* [Activity list]:
1: In the abstract on sedentary behavior and obesity, what device was used to measure physical activity?
2: Carry on the abstract on sedentary behavior and obesity from its last sentence.

* [Exercise passage]:
######

Research Study Abstract

Sedentary/Light Behavior and Obesity

  • Presented on July 3, 2014

Introduction: Prevalence of overweight and obesity, highly sedentary behaviors (SB) and a lack of physical activity (PA) among young children and adolescent are a major public concern. They are important risk factors for many chronic diseases such as diabetes, and cardiovascular disease. However evidence has shown that most children and adolescents do not meet the recommended 60 minutes per day of moderate to vigorous PA and instead, spend the majority of their daily time engaged in sedentary/light PA. Several studies also suggest also that sedentary time per se represents a major risk factor for several chronic diseases. In fact, SB has become more common among younger generations and it’s important to know the association with overweight and obesity in children and adolescents.

Methods: The sample comprised 474 subject, 266 girls and 208 boys (aged 13,71 ± 2,53, and 13,33 ± 2,67, respectively). PA was measured using Actigraph accelerometers model GT3Xs. Participants were instructed to use the accelerometer according to standard procedures, and data analyzed using the recommended guidelines. The body mass index (BMI) was assessed and classified in normal, overweight and obese, according to standard recommendations. ANalysis Of VAriance was used to test the results, using SPSS.

######

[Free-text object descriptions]
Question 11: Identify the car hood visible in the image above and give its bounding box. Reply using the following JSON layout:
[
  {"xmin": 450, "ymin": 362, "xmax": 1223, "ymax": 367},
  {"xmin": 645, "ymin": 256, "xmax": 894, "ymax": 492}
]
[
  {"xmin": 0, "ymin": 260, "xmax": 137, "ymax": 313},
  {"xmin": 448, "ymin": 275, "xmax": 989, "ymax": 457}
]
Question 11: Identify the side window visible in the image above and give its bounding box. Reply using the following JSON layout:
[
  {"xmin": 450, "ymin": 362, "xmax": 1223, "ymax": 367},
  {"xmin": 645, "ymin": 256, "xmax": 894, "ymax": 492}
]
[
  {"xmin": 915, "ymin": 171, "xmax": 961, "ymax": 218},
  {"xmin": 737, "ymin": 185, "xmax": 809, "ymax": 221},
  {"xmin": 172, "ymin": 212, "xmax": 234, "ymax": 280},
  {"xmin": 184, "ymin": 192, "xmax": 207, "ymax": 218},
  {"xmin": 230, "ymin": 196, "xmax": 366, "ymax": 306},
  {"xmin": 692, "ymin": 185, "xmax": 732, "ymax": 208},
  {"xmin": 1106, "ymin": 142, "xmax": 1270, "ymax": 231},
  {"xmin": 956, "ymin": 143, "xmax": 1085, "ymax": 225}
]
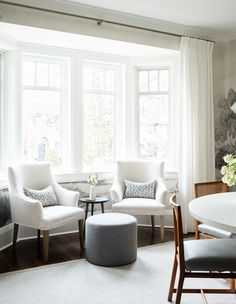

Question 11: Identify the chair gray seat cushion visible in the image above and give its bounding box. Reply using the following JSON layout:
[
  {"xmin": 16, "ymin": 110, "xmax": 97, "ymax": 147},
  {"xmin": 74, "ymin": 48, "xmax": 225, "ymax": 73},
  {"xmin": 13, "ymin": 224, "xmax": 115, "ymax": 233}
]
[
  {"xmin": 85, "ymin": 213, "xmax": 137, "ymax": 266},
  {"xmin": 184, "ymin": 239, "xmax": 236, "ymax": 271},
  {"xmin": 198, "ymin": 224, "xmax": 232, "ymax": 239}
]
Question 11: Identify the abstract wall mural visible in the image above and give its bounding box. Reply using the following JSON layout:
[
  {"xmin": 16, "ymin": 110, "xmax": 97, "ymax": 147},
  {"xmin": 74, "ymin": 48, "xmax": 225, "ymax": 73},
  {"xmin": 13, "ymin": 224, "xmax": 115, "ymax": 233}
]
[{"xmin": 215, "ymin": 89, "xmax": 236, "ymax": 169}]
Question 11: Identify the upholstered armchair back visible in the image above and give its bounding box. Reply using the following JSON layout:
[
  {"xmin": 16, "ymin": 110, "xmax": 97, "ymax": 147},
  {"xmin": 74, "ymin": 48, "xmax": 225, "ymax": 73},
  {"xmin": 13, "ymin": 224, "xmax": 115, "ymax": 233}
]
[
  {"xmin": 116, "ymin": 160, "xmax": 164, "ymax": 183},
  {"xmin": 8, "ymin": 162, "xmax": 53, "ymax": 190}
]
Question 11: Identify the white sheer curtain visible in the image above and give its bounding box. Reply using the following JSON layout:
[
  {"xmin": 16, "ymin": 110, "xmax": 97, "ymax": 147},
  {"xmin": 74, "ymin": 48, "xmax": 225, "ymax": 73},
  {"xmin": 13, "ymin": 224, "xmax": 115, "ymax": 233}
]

######

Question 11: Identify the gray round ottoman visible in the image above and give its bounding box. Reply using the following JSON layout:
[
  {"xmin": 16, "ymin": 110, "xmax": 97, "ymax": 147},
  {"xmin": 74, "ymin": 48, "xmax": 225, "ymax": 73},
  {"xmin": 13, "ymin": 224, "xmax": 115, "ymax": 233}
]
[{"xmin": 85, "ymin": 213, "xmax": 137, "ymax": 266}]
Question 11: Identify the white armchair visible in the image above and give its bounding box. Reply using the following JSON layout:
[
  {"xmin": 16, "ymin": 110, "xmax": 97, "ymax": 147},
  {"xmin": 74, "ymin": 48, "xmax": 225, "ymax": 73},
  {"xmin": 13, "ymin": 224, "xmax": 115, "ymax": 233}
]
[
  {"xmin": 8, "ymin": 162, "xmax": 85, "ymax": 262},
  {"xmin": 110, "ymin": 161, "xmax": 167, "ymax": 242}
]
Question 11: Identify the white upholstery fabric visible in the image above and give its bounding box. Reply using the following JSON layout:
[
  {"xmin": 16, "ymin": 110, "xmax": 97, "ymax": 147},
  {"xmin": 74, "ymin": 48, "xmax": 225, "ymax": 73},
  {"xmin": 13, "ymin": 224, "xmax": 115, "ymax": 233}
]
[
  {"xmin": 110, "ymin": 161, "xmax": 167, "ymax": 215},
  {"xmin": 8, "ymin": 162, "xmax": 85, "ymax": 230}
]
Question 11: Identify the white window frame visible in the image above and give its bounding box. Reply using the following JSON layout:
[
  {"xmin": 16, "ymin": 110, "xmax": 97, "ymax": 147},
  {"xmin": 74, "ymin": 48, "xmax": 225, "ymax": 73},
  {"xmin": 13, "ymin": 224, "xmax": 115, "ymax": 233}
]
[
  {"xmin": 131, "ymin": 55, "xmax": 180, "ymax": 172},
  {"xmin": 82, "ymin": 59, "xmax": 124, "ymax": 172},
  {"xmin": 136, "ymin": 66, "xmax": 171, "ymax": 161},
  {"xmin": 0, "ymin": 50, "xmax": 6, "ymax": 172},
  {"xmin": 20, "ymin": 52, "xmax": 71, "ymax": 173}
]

######

* [Results]:
1: Actigraph accelerometers, model GT3Xs.

2:
Results: Overweight (763 min.) and obese (787 min.) subjects accumulated more SB and light physical activity (p≤0,05) than the subjects with normal weight. The results showed significant differences between overweight (755 min.), obesity (781 min.) and normal boys (718 min.)p<0.05. Overweight (769 min.), obesity (792min.) and normal girls (770min.) didn’t have significant differences, but demonstrated a passive trend.

Discussion: The results indicate that overweight/obese children have higher overall SB time and light physical activity compared to normal weight children. These results are similar to those that were found by Herman et al., (2014). Therefore, according to some studies, overweight and obese children tend to drift from lower levels of physical activity and to increase sedentary behavior (Marshall et al., 2004), however, research is needed to continue to develop means of gathering more comprehensive data in order to better elucidate the full nature of SB.

References: Herman K, Sabistonb C, Mathieuc M, Tremblayd A, Paradise G. (2014). Preventive Medicine, 60, 115-120. Marshall S, Biddle S, Gorely T., Cameron N., Murdey I.. (2004). International Journal of Obesity, 28, 1238-1246.

Grants: Research Project supoorted by: SFRH / BD / 79886 / 2011; PTDC/DTP-DES/1328/2012 (FCOMP-01-0124-FEDER-028619); and Research Center supported by: PEst-OE/SAU/UI0617/2011.